:: EXERCISE INSTRUCTIONS ::
Will you quote only the lines starting at the one that contains "Where can you see the wing strut?" and ending with the last line of the listing below, inclusive?

:: Dataset items ::
# # # #

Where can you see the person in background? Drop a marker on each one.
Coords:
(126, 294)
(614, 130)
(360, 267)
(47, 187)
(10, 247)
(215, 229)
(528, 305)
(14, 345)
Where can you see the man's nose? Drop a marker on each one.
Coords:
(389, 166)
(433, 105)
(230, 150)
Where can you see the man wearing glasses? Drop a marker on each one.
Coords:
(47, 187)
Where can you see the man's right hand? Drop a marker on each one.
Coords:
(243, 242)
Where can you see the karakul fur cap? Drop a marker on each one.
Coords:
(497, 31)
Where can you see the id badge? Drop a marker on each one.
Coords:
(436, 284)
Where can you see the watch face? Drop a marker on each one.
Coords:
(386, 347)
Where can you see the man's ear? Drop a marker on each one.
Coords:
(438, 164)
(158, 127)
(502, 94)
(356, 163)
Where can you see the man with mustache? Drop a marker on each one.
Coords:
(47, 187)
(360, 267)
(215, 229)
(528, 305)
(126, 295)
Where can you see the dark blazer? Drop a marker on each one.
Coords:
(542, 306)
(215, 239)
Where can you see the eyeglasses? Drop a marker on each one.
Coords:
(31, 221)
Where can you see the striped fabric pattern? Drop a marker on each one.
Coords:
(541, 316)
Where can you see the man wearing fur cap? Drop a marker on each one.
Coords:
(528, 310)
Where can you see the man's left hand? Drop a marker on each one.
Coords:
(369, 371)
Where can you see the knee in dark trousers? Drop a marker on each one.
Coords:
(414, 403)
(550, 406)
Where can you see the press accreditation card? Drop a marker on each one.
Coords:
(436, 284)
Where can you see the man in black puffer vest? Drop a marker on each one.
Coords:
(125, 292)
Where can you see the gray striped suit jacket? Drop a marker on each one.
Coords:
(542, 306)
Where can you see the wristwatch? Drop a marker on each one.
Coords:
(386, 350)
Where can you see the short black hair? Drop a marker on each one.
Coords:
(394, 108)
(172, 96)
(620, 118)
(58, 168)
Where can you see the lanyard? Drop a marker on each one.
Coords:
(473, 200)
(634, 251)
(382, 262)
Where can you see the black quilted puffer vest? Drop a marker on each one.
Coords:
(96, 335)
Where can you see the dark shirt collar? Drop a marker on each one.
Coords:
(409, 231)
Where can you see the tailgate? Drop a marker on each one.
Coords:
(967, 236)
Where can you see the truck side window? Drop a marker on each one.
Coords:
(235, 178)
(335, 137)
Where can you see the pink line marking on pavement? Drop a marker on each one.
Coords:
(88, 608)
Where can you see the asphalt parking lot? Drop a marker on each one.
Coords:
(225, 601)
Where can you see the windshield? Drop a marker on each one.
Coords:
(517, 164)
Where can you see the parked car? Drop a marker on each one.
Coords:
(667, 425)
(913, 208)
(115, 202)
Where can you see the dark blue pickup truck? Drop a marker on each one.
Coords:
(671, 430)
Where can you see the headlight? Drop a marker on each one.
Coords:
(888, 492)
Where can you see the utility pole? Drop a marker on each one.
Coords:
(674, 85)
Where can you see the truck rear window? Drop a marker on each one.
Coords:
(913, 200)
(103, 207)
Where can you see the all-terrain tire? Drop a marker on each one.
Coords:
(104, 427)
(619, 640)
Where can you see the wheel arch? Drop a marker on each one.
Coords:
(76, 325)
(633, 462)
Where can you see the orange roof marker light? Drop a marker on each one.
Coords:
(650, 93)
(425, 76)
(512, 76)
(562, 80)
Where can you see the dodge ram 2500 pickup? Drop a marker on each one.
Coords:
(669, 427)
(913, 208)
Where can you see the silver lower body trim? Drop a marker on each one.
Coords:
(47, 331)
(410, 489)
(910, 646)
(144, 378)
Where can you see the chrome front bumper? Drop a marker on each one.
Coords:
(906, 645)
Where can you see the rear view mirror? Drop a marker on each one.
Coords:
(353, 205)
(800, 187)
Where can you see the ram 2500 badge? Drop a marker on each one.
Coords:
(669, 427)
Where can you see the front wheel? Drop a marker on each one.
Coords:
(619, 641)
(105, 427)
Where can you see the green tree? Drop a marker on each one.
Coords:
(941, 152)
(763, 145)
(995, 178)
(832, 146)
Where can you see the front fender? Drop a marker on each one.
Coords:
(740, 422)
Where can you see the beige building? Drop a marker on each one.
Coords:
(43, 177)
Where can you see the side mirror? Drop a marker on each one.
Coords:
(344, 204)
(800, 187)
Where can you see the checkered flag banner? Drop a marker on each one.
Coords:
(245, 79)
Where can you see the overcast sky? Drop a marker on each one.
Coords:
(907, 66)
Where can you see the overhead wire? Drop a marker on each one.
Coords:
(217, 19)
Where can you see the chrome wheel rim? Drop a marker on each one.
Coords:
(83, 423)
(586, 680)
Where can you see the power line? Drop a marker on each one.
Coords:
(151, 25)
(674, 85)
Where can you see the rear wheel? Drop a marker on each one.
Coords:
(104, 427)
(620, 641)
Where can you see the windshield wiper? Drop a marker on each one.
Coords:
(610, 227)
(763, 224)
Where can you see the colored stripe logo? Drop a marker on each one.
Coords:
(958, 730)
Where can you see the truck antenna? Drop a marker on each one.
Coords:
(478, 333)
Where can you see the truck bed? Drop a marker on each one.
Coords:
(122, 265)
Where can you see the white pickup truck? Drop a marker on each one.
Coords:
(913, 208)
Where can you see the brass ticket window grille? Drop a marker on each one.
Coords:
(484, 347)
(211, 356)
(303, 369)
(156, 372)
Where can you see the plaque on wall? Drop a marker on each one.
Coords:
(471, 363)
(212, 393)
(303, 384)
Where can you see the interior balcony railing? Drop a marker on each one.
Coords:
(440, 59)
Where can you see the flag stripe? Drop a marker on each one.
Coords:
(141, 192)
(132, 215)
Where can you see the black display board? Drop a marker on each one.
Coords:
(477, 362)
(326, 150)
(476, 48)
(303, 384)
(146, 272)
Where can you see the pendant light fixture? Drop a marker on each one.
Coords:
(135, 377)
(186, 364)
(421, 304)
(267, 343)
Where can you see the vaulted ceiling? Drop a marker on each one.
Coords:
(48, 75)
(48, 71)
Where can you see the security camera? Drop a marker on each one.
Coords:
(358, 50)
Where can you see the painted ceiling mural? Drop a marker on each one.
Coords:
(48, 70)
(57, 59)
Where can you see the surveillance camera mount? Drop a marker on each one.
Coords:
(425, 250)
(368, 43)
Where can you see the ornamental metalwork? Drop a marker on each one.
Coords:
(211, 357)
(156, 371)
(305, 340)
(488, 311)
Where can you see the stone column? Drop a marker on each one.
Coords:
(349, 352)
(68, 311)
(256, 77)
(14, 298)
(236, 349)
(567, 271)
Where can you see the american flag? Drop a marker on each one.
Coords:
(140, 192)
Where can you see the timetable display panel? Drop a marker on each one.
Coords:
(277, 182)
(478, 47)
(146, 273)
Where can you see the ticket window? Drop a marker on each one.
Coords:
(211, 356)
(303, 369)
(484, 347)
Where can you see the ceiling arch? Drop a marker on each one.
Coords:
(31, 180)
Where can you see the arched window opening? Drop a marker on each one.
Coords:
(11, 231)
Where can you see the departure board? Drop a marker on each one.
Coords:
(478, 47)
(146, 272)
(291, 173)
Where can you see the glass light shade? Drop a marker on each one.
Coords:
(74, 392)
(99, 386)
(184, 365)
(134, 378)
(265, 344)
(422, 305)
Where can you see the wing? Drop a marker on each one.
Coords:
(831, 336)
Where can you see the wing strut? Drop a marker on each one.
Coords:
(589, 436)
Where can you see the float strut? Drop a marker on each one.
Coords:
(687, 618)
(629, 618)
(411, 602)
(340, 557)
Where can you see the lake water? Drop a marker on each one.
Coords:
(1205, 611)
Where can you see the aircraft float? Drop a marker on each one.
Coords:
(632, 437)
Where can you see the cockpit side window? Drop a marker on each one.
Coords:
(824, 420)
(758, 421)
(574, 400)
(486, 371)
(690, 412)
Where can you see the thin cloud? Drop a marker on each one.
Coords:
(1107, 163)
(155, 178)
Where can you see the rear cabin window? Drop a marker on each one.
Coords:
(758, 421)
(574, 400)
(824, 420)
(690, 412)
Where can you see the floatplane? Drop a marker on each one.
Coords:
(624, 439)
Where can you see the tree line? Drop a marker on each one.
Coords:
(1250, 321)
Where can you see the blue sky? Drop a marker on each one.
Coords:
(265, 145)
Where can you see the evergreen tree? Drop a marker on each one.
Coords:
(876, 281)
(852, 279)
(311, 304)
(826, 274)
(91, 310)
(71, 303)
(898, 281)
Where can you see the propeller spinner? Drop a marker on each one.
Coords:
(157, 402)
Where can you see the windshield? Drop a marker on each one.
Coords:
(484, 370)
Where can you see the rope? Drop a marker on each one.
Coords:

# # # #

:: REPLY TO THE EXERCISE ::
Where can you see the wing strut? Drop a marker on each one.
Coords:
(589, 436)
Where can you see the float strut? Drop a marker on each one.
Coords:
(687, 618)
(629, 618)
(411, 602)
(340, 557)
Where can you see the lake water? Drop a marker on each one.
Coords:
(1205, 611)
Where can you see the aircraft float? Drop a marker on each one.
Coords:
(632, 437)
Where can you see the cockpit side window? Drop a marker on each one.
Coords:
(824, 420)
(758, 421)
(574, 400)
(486, 371)
(690, 412)
Where can you see the thin cloud? Drop a marker on each one.
Coords:
(1107, 163)
(155, 178)
Where can you see the rear cabin window? Drop a marker on each one.
Coords:
(758, 421)
(574, 400)
(824, 420)
(690, 412)
Where can you see the floatplane? Drop a marker on each one.
Coords:
(624, 439)
Where can you see the tree line? Drop a marker on each one.
Coords:
(1250, 321)
Where can you see the blue sky? Drop a marker on each one.
Coords:
(265, 145)
Where can you see the evergreen tree? Drop a marker on each one.
Coords:
(876, 281)
(852, 279)
(311, 304)
(826, 274)
(91, 310)
(71, 303)
(898, 281)
Where can you see the propeller spinner? Drop a marker on each one.
Coords:
(157, 402)
Where can you see the windshield? Drop a marker on each one.
Coords:
(484, 370)
Where can you see the rope? Drop a marker on each one.
Coords:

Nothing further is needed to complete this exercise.